ENTRIES SUPPLIED:

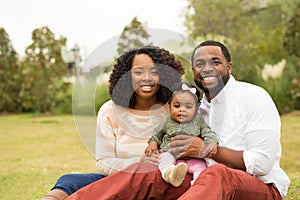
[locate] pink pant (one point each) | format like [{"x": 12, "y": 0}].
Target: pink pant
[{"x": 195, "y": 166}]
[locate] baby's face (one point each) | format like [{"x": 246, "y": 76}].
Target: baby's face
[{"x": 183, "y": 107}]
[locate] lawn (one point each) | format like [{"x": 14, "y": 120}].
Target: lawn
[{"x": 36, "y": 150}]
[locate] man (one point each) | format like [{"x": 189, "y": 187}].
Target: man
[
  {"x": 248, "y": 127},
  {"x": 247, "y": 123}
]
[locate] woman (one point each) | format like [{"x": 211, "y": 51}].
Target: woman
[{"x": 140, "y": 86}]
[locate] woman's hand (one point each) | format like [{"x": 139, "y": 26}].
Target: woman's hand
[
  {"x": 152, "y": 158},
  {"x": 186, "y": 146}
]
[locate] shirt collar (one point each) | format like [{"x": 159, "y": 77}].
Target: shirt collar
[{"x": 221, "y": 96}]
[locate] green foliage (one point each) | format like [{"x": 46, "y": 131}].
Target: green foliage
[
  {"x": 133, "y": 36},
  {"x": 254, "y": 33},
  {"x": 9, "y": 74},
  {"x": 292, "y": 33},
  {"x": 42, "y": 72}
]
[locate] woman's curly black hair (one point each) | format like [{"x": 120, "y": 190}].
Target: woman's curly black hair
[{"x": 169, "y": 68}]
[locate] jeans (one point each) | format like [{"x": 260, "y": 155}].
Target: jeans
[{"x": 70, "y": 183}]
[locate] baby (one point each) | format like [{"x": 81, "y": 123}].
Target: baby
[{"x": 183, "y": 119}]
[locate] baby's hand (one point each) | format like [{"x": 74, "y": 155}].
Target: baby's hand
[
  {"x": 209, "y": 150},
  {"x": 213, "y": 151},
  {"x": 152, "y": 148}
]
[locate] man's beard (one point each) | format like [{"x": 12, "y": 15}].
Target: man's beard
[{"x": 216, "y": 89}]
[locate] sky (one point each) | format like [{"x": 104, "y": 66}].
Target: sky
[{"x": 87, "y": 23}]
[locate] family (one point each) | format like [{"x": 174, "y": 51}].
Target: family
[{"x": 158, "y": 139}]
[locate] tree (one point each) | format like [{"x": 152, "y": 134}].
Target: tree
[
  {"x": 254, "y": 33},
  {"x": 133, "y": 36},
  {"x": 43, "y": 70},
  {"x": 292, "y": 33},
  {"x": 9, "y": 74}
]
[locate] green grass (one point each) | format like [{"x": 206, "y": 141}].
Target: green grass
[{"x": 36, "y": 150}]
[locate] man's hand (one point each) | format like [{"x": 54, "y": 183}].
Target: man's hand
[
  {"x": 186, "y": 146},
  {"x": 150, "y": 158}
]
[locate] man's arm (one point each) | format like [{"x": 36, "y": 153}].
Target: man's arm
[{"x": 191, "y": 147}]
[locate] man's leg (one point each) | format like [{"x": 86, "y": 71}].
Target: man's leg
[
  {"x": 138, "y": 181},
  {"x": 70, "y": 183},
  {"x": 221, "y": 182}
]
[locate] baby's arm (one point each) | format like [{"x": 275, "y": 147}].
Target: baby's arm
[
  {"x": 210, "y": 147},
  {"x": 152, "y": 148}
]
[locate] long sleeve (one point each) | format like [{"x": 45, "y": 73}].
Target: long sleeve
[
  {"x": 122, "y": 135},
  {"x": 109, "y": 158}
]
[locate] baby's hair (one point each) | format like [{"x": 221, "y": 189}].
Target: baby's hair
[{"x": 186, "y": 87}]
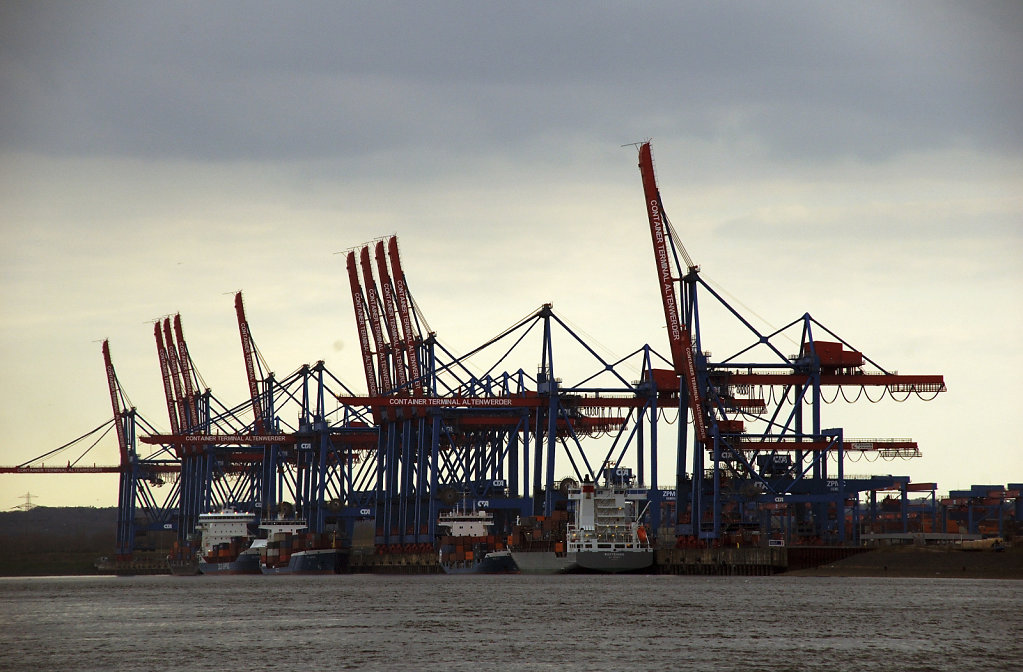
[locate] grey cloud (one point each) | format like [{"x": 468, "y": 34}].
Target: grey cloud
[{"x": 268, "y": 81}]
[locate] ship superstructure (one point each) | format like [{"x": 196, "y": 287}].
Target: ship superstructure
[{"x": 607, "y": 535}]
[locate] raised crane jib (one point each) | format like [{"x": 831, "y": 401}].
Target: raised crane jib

YOUR INSTRUCTIONS:
Repeat every record precisely. Any picture among them stays out of the copy.

RESULT OF THE EXERCISE:
[locate] pink pant (one point each) | format like [{"x": 12, "y": 0}].
Target: pink pant
[{"x": 195, "y": 166}]
[locate] baby's face (one point each) | format like [{"x": 246, "y": 76}].
Target: baby's face
[{"x": 183, "y": 107}]
[locate] lawn (one point each) | format like [{"x": 14, "y": 120}].
Target: lawn
[{"x": 36, "y": 150}]
[locate] man (one point each) | format like [{"x": 189, "y": 187}].
Target: man
[
  {"x": 248, "y": 127},
  {"x": 247, "y": 123}
]
[locate] woman (one point each) | format like [{"x": 211, "y": 51}].
Target: woman
[{"x": 140, "y": 86}]
[locate] woman's hand (one point each) | format like [{"x": 139, "y": 26}].
Target: woman's hand
[
  {"x": 152, "y": 158},
  {"x": 186, "y": 146}
]
[locate] shirt collar (one point each) | format like [{"x": 159, "y": 77}].
Target: shirt collar
[{"x": 221, "y": 96}]
[locate] green foliage (one point each) | format like [{"x": 46, "y": 131}].
Target: green foliage
[
  {"x": 133, "y": 36},
  {"x": 254, "y": 33},
  {"x": 9, "y": 74},
  {"x": 292, "y": 33},
  {"x": 42, "y": 72}
]
[locate] woman's curly black hair (one point each) | format like [{"x": 120, "y": 190}].
Target: woman's curly black hair
[{"x": 169, "y": 68}]
[locate] jeans (one point each) | format like [{"x": 260, "y": 155}].
Target: jeans
[{"x": 70, "y": 183}]
[locate] baby (one point each) | format like [{"x": 81, "y": 123}].
Target: baby
[{"x": 183, "y": 119}]
[locate] baby's hand (one point each) | format like [{"x": 74, "y": 155}].
Target: baby's hand
[
  {"x": 209, "y": 150},
  {"x": 213, "y": 151},
  {"x": 152, "y": 148}
]
[locate] man's beard (one point each) | format like [{"x": 12, "y": 15}].
Target: man's beard
[{"x": 216, "y": 89}]
[locate] sky (one point each) | format like [{"x": 104, "y": 66}].
Target: sky
[{"x": 87, "y": 23}]
[locate] family (one point each) | format like [{"x": 174, "y": 51}].
Target: family
[{"x": 158, "y": 139}]
[locate] tree (one point each) | format like [{"x": 152, "y": 134}].
Target: tree
[
  {"x": 254, "y": 33},
  {"x": 133, "y": 36},
  {"x": 43, "y": 70},
  {"x": 292, "y": 33},
  {"x": 9, "y": 74}
]
[locate] green grass (one point each) | format like [{"x": 206, "y": 141}].
Target: green grass
[{"x": 36, "y": 150}]
[locate] man's hand (one point each) | format like [{"x": 54, "y": 183}].
Target: man's hand
[
  {"x": 186, "y": 146},
  {"x": 150, "y": 158}
]
[locate] man's arm (one point each) | format like [{"x": 36, "y": 153}].
Target: man's arm
[{"x": 191, "y": 147}]
[locate] man's leg (one point each) | format like [{"x": 86, "y": 71}].
Target: man's leg
[
  {"x": 138, "y": 181},
  {"x": 70, "y": 183},
  {"x": 221, "y": 182}
]
[locate] baby's arm (one point each) | format like [{"x": 275, "y": 147}].
Target: baby's arm
[
  {"x": 210, "y": 147},
  {"x": 152, "y": 148}
]
[locate] long sleeve (one point each) | format like [{"x": 45, "y": 73}].
Target: long sleeve
[
  {"x": 122, "y": 135},
  {"x": 109, "y": 158}
]
[locate] baby's hair (one point each) | format like [{"x": 221, "y": 189}].
Target: baby's hair
[{"x": 186, "y": 87}]
[locate] grey cloud (one point each) | format like [{"x": 468, "y": 34}].
Target: grey cloud
[{"x": 268, "y": 81}]
[locate] ship superstructure (one point each) | format like [{"x": 196, "y": 287}].
Target: ship superstructure
[{"x": 607, "y": 535}]
[locate] raised crane jib (one point each) | format like [{"x": 831, "y": 401}].
Target: raised crane jib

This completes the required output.